▶ **WHAT YOU NEED TO DO**: Copy out the records precisely, omitting pictures.

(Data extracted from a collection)
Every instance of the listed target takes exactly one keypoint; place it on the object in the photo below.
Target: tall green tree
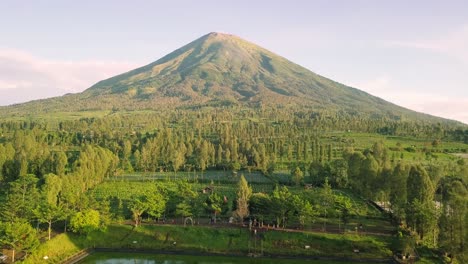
(244, 193)
(18, 236)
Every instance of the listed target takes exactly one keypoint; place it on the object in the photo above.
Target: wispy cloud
(24, 76)
(451, 107)
(453, 44)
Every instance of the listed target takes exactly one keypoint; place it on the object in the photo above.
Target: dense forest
(48, 168)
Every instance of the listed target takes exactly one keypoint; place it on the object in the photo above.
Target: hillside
(221, 70)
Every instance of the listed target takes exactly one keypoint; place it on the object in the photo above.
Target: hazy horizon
(411, 54)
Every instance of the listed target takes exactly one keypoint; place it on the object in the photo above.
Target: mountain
(221, 70)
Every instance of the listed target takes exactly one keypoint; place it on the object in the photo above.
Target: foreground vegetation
(221, 240)
(300, 172)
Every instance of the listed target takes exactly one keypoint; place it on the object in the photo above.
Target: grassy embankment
(231, 241)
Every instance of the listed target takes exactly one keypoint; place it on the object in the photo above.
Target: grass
(198, 239)
(124, 258)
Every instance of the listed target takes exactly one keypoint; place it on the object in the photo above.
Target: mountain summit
(222, 70)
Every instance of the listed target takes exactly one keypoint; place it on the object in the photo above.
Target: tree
(420, 191)
(156, 204)
(138, 205)
(48, 213)
(214, 204)
(18, 236)
(22, 198)
(243, 196)
(327, 199)
(453, 231)
(303, 210)
(339, 173)
(297, 176)
(280, 204)
(85, 222)
(398, 190)
(183, 210)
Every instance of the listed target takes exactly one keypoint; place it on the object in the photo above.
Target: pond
(140, 258)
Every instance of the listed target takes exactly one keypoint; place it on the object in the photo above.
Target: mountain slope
(221, 69)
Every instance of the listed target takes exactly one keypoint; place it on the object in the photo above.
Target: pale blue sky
(413, 53)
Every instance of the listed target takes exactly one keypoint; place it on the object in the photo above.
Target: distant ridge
(221, 70)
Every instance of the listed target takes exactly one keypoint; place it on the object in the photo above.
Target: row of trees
(29, 199)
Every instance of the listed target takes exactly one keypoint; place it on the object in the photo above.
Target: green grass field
(199, 239)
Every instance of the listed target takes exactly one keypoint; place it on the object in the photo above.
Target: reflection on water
(137, 258)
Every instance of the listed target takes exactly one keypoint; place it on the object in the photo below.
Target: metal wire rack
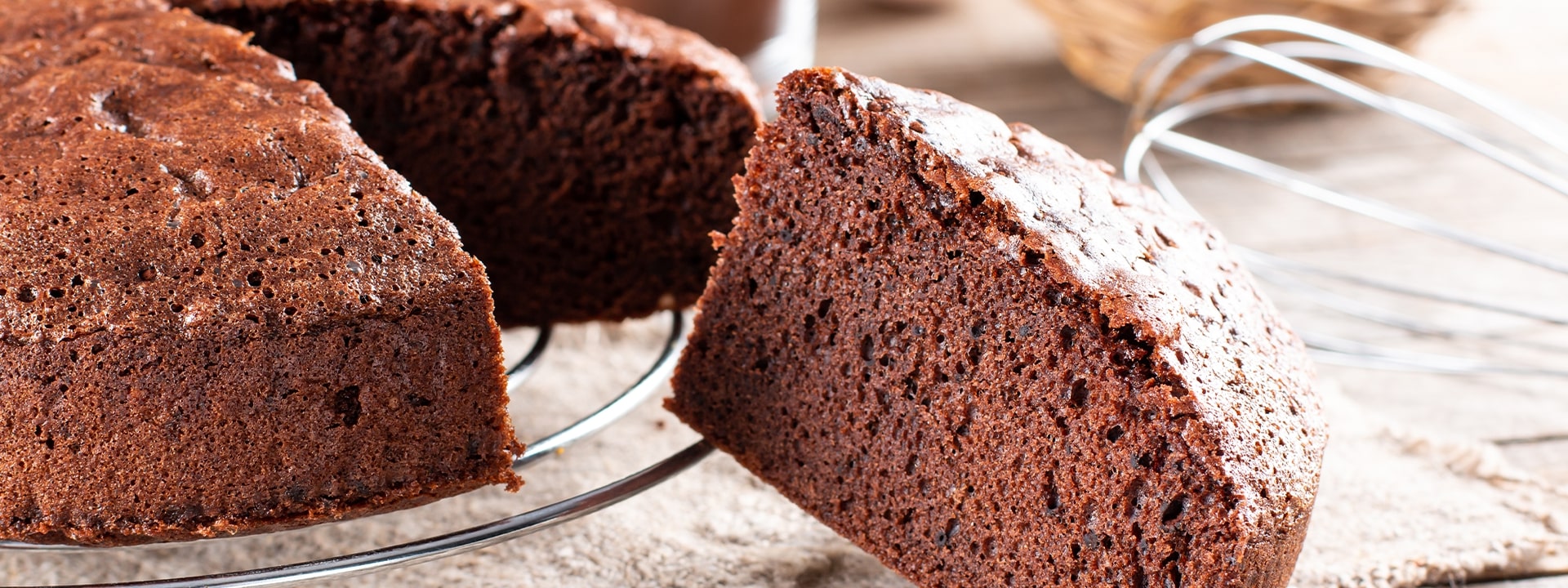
(488, 533)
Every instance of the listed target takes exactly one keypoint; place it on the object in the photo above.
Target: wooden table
(1000, 54)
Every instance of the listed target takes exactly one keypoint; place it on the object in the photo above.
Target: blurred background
(1062, 66)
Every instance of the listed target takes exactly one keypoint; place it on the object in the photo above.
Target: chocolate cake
(582, 151)
(221, 313)
(988, 363)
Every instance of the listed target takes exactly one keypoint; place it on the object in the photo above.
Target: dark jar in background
(773, 37)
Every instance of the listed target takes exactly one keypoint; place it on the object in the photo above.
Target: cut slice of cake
(584, 151)
(221, 313)
(988, 363)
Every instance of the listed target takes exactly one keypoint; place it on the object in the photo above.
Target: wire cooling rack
(483, 535)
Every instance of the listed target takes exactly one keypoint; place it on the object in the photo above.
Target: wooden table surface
(1000, 56)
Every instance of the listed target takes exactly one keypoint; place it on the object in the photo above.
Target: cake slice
(584, 151)
(221, 313)
(988, 363)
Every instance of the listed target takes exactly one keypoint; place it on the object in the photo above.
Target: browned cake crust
(582, 151)
(988, 363)
(221, 313)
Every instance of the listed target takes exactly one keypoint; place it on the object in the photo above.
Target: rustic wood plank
(1542, 582)
(1000, 54)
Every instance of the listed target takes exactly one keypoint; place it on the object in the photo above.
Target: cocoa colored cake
(584, 151)
(221, 313)
(988, 363)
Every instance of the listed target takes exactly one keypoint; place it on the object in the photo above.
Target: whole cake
(221, 313)
(582, 151)
(988, 363)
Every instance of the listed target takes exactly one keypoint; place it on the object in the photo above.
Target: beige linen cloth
(1397, 509)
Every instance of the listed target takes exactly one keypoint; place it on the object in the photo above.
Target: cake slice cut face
(220, 311)
(988, 363)
(582, 151)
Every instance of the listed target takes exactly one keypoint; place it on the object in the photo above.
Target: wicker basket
(1104, 41)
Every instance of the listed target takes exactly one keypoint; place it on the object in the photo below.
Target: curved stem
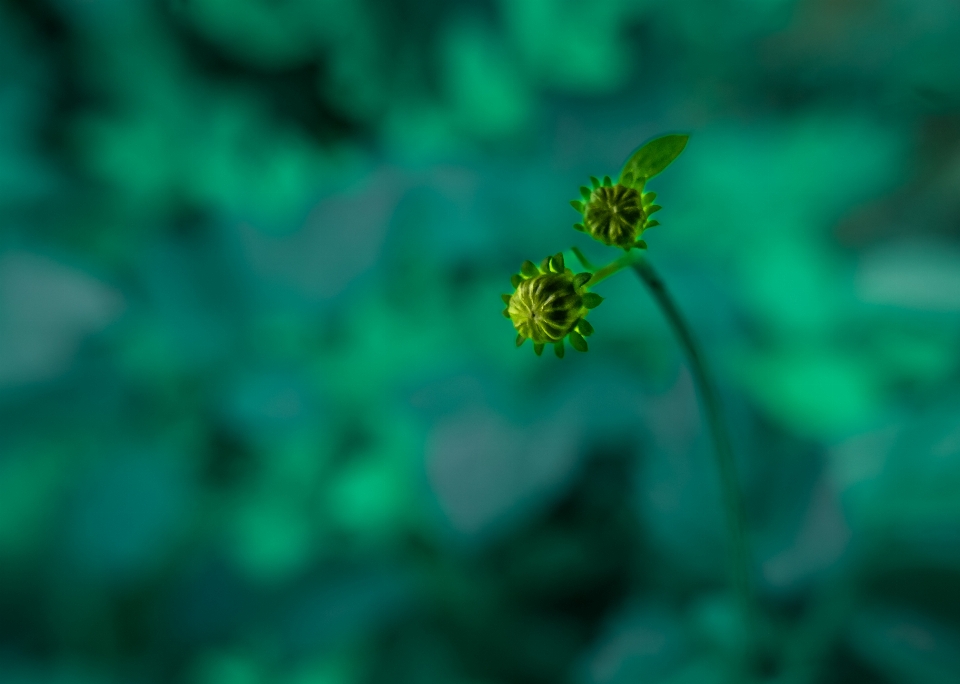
(604, 272)
(732, 496)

▶ **EXPECTED OUTPUT**:
Every instance of the listed target takes exactly one keypoint; place it on the object in the photo below.
Target: tall green tree
(244, 193)
(18, 236)
Every instance of the listed target takes exactly one keypoint; place it on the object in the photo above.
Target: wispy cloud
(24, 76)
(451, 107)
(453, 44)
Every instance of the listed target takes exactly one keypoint; place it on the object in the photo above.
Target: dense forest
(48, 168)
Every instance of the listed target takes exactly one keypoint; place it on the object in the photo above.
Target: hillside
(221, 70)
Every instance of the listed target takes exactly one keypoint; place it on the object in the photo above.
Target: hazy horizon
(411, 54)
Every instance of the listed target takes exactly one keypoint; place it on the object in the photo above.
Target: mountain
(221, 70)
Every instance of the listed target takes exactly one keypoint; place it on the object in the photo above.
Target: foreground vegetation
(221, 240)
(300, 172)
Every instance of the listed target takes exactly one keypoint; place it on the object in the photo above.
Target: grassy embankment
(231, 241)
Every instance of the listed target takes exactly one keypoint; place it on the object in the photo above.
Target: grass
(198, 239)
(124, 258)
Every instance of the listed target takes exactly one keypoint; place it on the object in the photo above.
Target: mountain summit
(222, 70)
Every instance of the listed target takes exactly one keypoint; place it on the object in the photo above.
Target: tree
(420, 191)
(156, 204)
(138, 205)
(48, 213)
(214, 204)
(18, 236)
(22, 198)
(243, 196)
(327, 199)
(453, 231)
(303, 210)
(339, 173)
(297, 176)
(280, 204)
(85, 222)
(398, 190)
(183, 210)
Every instance of the listed target takes exactly one keypoint; place it on the object in the photo above.
Target: pond
(140, 258)
Every instance of the listed target takes exactly one keypoint; place it on the object in the photo above.
Target: mountain slope
(221, 69)
Every instance of the listed target takes exactly one keypoint; place it on the object in the photo above.
Target: pale blue sky
(413, 53)
Every instance of the listed target takes exactly one keypoint; place it on the object in the photo above.
Target: distant ridge
(221, 70)
Every instance of the listed target takes exactly one keypoint; place it on the object in the photo above.
Target: row of trees
(29, 199)
Every instance of the listed target takes exactly one keypoint; place it on the object in the photo above.
Target: green grass field
(199, 239)
Every instance of the listed target takes exactly one keypoint; place it on the object in the photo above.
Target: reflection on water
(137, 258)
Every instance of the listed target takes exactly one keypoint; place it on the object in the photo below.
Target: metal wire rack
(488, 533)
Every instance of the listed target takes exactly one keypoint; place it on the object in the photo above.
Target: wooden table
(1000, 54)
Every instance of the listed target takes exactly one keypoint; place it on the object in the photo above.
Target: blurred background
(1062, 66)
Every instance of the listed target takes exactly one keypoint; place it on the object in the photo above.
Target: chocolate cake
(582, 151)
(221, 313)
(988, 363)
Every instance of the listed target takes exactly one keypoint; place it on the object in the photo above.
Target: dark jar in background
(773, 37)
Every instance of the listed target takes exactly one keypoint; place it on the object in the photo above.
Target: cut slice of cake
(584, 151)
(221, 313)
(988, 363)
Every instance of the listed target takes exactly one keypoint; place it on the object in the photo above.
Target: wire cooling rack
(483, 535)
Every instance of the listed target takes exactly one keypoint; place it on the object in the photo above.
Target: wooden table surface
(1000, 56)
Every instance of the listed target takes exactly one keypoint; place it on the object in the photo above.
Target: cake slice
(584, 151)
(221, 313)
(988, 363)
Every instance of the listed target takes exactly one keypoint; place it on the object in the photo above.
Target: browned cake crust
(582, 151)
(988, 363)
(221, 313)
Every instance of the listed target takes exactly one keypoint; place it on the object in the photo above.
Target: rustic wood plank
(1542, 582)
(1000, 54)
Every instance of the listed target takes exactly one keypoint; place it on the object in the photo above.
Target: cocoa colored cake
(584, 151)
(221, 313)
(988, 363)
Every instance of the listed target takes exactly one keypoint; place it on the object in the photo above.
Target: whole cake
(221, 313)
(582, 151)
(988, 363)
Every instance of the listed target takes exactly one keypoint; place it on the object in the photo above.
Target: beige linen cloth
(1397, 509)
Every instance of the listed target takes exactly one keypoint; place it on the object in the photo above.
Target: cake slice cut face
(220, 311)
(988, 363)
(582, 151)
Every instance of the listed target takes exactly one keypoint; place it on the object in the photo above.
Target: wicker basket
(1104, 41)
Every instance of the listed target takes exactly one keypoint; place it on the object in the photo below.
Target: curved stem
(604, 272)
(732, 496)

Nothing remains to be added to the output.